— begin PROVIDED TEXT —
Introduction to Hadoop Streaming

Introduction to Hadoop Streaming

Introduction

Hadoop Streaming is a generic API which allows writing Mappers and Reduces in any language. But the basic concept remains the same. Mappers and Reducers receive their input and output on stdin and stdout as (key, value) pairs. Apache Hadoop uses streams as per UNIX standard between your application and Hadoop system. Streaming is the best fit for text processing. The data view is line oriented and processed as a key/value pair separated by ‘tab’ character. The program reads each line and processes it as per the requirement.

Working with Hadoop Streams

In any MapReduce job, we have input and output as key/value pairs. The same concept is true for Streaming API. In Streaming, input and output are always represented as text. The ‘tab’ character is used to separate key and value. The Streaming program uses the ‘tab’ character to split a line into key/value pair. The same procedure is followed for output. The Streaming program writes its output on stdout following the same format as mentioned below.

key1 	 value1 
key2 	 value2 
key3 	 value3 

In this process, each line contains only one key/value pair. So the input to the reducer is sorted so that all the same keys are placed adjacent to one another.

Any program or tool can be used as Mapper and Reducer if it is capable of handling input in text format as described above. Other scripts like Perl, Python or Bash can also be used for this purpose, provided all the nodes have an interpreter to understand the language.

Execution Steps

The Hadoop streaming utility allows any script or executable to work as Mapper/Reducer provided they can work with stdin and stdout. In this section I will describe the implementation steps of the Streaming utility. I will assume two sample programs to work as Mapper and Reducer.

First, let us check the following command to run a Streaming job. The command does not have any arguments so it will show different usage options as shown below.


Figure 1: Showing Streaming command and usage

Now let us assume streamMapProgram and streamReduceProgramwill work as Mapper and Reducer. These programs can be scripts, executables or any other component capable of taking input from stdin and producing output at stdout. The following command will show how the Mapper and Reducer arguments can be combined with the Streaming command.


Figure 2: Showing input and output arguments

It is assumed that the Mapper and Reducer programs are present in all the nodes before starting the Streaming job.
— end PROVIDED TEXT —
◆ **GIVEN PROBLEM 1**: Filter the rows below, keeping only those that contain the word "leafy".
— begin DATA PROVIDED —
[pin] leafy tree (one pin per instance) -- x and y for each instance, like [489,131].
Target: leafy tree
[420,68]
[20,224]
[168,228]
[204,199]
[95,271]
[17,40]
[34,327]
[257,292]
— end DATA PROVIDED —
◆ **GIVEN PROBLEM 2**: Translate this sentence from the Hadoop Streaming article into Spanish: "In Streaming, input and output are always represented as text."

◆ **EXERCISE OUTPUT 1**:
[pin] leafy tree (one pin per instance) -- x and y for each instance, like [489,131].
Target: leafy tree

◆ **EXERCISE OUTPUT 2**: En Streaming, la entrada y la salida siempre se representan como texto.